# Written exercise
Put each line of the material below into a Markdown table with two columns, Row and Line, numbering the rows in order and skipping any blank lines.

## Start Dataset records

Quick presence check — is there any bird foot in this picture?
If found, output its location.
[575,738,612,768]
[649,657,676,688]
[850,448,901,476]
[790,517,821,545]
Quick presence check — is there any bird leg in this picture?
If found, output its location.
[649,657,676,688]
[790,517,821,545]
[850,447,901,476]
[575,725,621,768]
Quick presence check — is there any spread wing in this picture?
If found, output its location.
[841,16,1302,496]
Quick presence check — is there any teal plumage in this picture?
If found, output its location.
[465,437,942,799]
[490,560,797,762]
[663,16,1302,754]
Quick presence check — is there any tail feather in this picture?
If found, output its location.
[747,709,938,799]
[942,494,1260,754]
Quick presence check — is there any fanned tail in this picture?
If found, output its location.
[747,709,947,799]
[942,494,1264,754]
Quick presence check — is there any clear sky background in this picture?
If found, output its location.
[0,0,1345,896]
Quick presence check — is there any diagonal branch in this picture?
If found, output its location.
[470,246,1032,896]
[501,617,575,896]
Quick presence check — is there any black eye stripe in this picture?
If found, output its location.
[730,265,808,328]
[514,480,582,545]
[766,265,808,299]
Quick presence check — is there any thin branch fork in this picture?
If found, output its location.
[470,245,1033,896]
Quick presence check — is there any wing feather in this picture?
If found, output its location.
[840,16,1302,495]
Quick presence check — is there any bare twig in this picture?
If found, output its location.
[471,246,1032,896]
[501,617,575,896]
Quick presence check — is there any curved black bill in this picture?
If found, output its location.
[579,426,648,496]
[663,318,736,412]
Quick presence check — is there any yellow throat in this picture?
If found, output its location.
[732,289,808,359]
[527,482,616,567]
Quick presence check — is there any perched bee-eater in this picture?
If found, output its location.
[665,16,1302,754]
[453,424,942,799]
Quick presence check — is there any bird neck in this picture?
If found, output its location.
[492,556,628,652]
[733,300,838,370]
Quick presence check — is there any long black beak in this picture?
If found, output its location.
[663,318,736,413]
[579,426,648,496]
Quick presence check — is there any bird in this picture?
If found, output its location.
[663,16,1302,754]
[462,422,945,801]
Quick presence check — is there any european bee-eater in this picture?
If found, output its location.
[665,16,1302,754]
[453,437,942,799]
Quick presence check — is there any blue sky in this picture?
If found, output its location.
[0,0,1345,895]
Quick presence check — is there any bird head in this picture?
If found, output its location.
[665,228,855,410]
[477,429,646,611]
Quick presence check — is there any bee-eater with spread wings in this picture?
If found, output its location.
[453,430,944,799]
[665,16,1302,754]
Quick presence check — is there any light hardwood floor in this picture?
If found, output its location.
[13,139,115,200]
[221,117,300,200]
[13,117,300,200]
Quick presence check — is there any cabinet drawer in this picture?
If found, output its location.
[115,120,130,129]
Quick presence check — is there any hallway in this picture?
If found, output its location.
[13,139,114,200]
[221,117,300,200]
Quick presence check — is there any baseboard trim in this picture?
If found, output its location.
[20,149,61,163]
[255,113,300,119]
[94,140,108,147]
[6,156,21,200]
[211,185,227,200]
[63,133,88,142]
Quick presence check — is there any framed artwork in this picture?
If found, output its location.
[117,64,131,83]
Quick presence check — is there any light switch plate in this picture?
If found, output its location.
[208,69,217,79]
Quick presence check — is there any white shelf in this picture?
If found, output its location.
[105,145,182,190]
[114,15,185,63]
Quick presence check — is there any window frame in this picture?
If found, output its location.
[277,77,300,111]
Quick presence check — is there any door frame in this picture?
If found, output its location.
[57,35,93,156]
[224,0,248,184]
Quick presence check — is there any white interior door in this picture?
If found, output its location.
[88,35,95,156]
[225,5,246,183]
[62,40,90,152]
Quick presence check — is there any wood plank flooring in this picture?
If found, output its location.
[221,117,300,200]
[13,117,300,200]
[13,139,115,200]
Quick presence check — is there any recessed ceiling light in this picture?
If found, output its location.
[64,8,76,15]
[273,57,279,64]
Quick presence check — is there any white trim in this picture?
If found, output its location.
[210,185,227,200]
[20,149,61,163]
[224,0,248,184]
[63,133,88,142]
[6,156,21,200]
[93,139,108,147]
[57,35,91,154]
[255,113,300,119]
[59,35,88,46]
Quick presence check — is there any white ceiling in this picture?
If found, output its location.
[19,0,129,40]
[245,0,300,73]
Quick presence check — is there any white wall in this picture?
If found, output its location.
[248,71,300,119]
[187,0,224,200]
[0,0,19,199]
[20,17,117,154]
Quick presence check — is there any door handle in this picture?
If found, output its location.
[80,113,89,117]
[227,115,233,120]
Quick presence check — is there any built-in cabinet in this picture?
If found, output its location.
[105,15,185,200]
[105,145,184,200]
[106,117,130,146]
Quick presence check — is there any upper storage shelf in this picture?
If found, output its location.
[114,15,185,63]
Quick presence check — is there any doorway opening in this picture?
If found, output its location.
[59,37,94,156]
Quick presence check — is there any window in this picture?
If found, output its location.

## End Dataset records

# Exercise solution
| Row | Line |
|---|---|
| 1 | Quick presence check — is there any bird foot in this picture? |
| 2 | If found, output its location. |
| 3 | [575,738,612,768] |
| 4 | [649,657,676,688] |
| 5 | [850,448,901,476] |
| 6 | [790,517,821,545] |
| 7 | Quick presence check — is there any bird leg in this picture? |
| 8 | If found, output its location. |
| 9 | [649,657,676,688] |
| 10 | [790,517,821,545] |
| 11 | [850,447,901,476] |
| 12 | [575,725,621,768] |
| 13 | Quick presence check — is there any spread wing in this picture? |
| 14 | If found, output its location. |
| 15 | [841,16,1302,496] |
| 16 | Quick presence check — is there any teal plumage in this picture? |
| 17 | If found, output its location. |
| 18 | [465,437,942,799] |
| 19 | [490,560,797,762] |
| 20 | [663,16,1302,754] |
| 21 | Quick presence check — is there any tail feather in this picture? |
| 22 | If found, output its location. |
| 23 | [747,709,938,799] |
| 24 | [942,494,1260,754] |
| 25 | Quick presence check — is there any fanned tail in this picture? |
| 26 | If found, output its location. |
| 27 | [747,709,947,799] |
| 28 | [942,494,1264,754] |
| 29 | Quick presence check — is there any clear sky background in this picture? |
| 30 | If found, output its location. |
| 31 | [0,0,1345,896] |
| 32 | Quick presence check — is there any diagonal branch in this picture? |
| 33 | If found, output its location. |
| 34 | [470,246,1032,896] |
| 35 | [501,617,575,896] |
| 36 | Quick presence check — is there any black eye stripe in this picture? |
| 37 | If found, output its location. |
| 38 | [730,265,808,328] |
| 39 | [514,480,582,545] |
| 40 | [766,265,808,299] |
| 41 | Quick presence check — is there any thin branch fork in this picture? |
| 42 | If found, output its location. |
| 43 | [470,245,1033,896] |
| 44 | Quick presence check — is there any wing feather in this picture? |
| 45 | If found, output its location. |
| 46 | [840,16,1302,495] |
| 47 | Quick presence check — is there any bare twig in this picture? |
| 48 | If found, output its location. |
| 49 | [471,246,1032,896] |
| 50 | [501,617,575,896] |
| 51 | Quick presence check — is there any curved black bill in this picture? |
| 52 | If found, output its location. |
| 53 | [579,426,648,496] |
| 54 | [663,318,736,412] |
| 55 | Quick presence check — is there any yellow throat in this picture? |
| 56 | If found, output its location. |
| 57 | [732,289,808,359] |
| 58 | [527,482,616,567] |
| 59 | Quick presence check — is there any perched bee-eater in this picture? |
| 60 | If found, output its location. |
| 61 | [665,16,1302,754] |
| 62 | [453,424,942,799] |
| 63 | Quick presence check — is there any bird neck in this picture? |
| 64 | If found, output its location. |
| 65 | [492,556,628,652] |
| 66 | [733,300,838,370] |
| 67 | Quick presence check — is there any long black beak in this picture? |
| 68 | If found, output its location. |
| 69 | [663,318,736,413] |
| 70 | [579,426,648,496] |
| 71 | Quick presence check — is there any bird in this picture? |
| 72 | If found, output its location. |
| 73 | [663,16,1302,754] |
| 74 | [462,422,945,801] |
| 75 | Quick presence check — is there any european bee-eater in this picture? |
| 76 | If found, output its location. |
| 77 | [665,16,1302,754] |
| 78 | [453,437,942,799] |
| 79 | Quick presence check — is there any blue sky in this picture? |
| 80 | If found, output its location. |
| 81 | [0,0,1345,895] |
| 82 | Quick presence check — is there any bird head in this picture? |
| 83 | If found, output its location. |
| 84 | [665,228,855,410] |
| 85 | [477,429,646,611] |
| 86 | Quick presence check — is there any bee-eater with spread wings in this picture? |
| 87 | If found, output its location. |
| 88 | [453,430,944,799] |
| 89 | [665,16,1302,754] |
| 90 | Quick presence check — is there any light hardwood floor in this picture? |
| 91 | If found, output its location. |
| 92 | [13,139,115,200] |
| 93 | [221,117,300,200] |
| 94 | [13,117,300,200] |
| 95 | Quick presence check — is there any cabinet drawer in this picture? |
| 96 | If found, output its location. |
| 97 | [115,120,130,129] |
| 98 | Quick presence check — is there any hallway in this picture? |
| 99 | If found, output its location. |
| 100 | [13,139,114,200] |
| 101 | [221,117,300,200] |
| 102 | Quick presence check — is there any baseboard trim in this picture? |
| 103 | If found, output its location. |
| 104 | [20,149,61,163] |
| 105 | [255,113,300,119] |
| 106 | [94,140,108,147] |
| 107 | [6,156,21,200] |
| 108 | [211,185,227,200] |
| 109 | [63,133,88,142] |
| 110 | Quick presence check — is there any framed artwork in this picture? |
| 111 | If found, output its location. |
| 112 | [117,64,131,83] |
| 113 | Quick presence check — is there any light switch plate in this picture? |
| 114 | If found, output its location. |
| 115 | [208,69,217,79] |
| 116 | Quick presence check — is there any white shelf in this picture? |
| 117 | If found, output its location. |
| 118 | [105,145,182,190] |
| 119 | [114,15,185,63] |
| 120 | Quick presence check — is there any window frame in this picture? |
| 121 | If found, output its location. |
| 122 | [277,77,300,111] |
| 123 | Quick presence check — is there any door frame in this picture? |
| 124 | If found, output its location. |
| 125 | [57,35,93,156] |
| 126 | [224,0,248,184] |
| 127 | Quick presence check — is there any white interior door in this picture? |
| 128 | If found, output its location. |
| 129 | [88,35,95,156] |
| 130 | [225,5,246,183] |
| 131 | [62,40,90,152] |
| 132 | Quick presence check — is there any wood plank flooring in this picture? |
| 133 | If found, output its location. |
| 134 | [221,117,300,200] |
| 135 | [13,117,300,200] |
| 136 | [13,139,115,200] |
| 137 | Quick presence check — is there any recessed ceiling light in this picture? |
| 138 | If found, output its location. |
| 139 | [64,8,76,15] |
| 140 | [273,57,279,64] |
| 141 | Quick presence check — is there any white trim in this picture? |
| 142 | If found, output its location. |
| 143 | [210,185,227,200] |
| 144 | [20,149,61,163] |
| 145 | [224,0,248,184] |
| 146 | [63,133,88,142] |
| 147 | [6,156,21,200] |
| 148 | [93,139,108,147] |
| 149 | [57,35,91,154] |
| 150 | [255,113,300,119] |
| 151 | [59,35,88,46] |
| 152 | Quick presence check — is there any white ceiling in this picture? |
| 153 | If found, output its location. |
| 154 | [19,0,129,40] |
| 155 | [245,0,300,73] |
| 156 | Quick presence check — is there any white wall in this picture? |
| 157 | If found, output its location. |
| 158 | [248,71,300,119] |
| 159 | [187,0,224,200] |
| 160 | [0,0,19,199] |
| 161 | [20,17,117,154] |
| 162 | Quick presence check — is there any door handle in this picture? |
| 163 | If found, output its location. |
| 164 | [80,113,89,117] |
| 165 | [227,115,233,120] |
| 166 | Quick presence check — is there any built-in cabinet in this picture? |
| 167 | If found, output its location. |
| 168 | [105,15,185,200] |
| 169 | [105,145,184,200] |
| 170 | [106,117,130,146] |
| 171 | Quick presence check — is there any upper storage shelf in this picture? |
| 172 | If found, output its location. |
| 173 | [114,15,185,63] |
| 174 | Quick presence check — is there any doorway opening in this picture? |
| 175 | If found, output its location. |
| 176 | [59,37,94,156] |
| 177 | Quick presence check — is there any window in this picture? |
| 178 | If found, output its location. |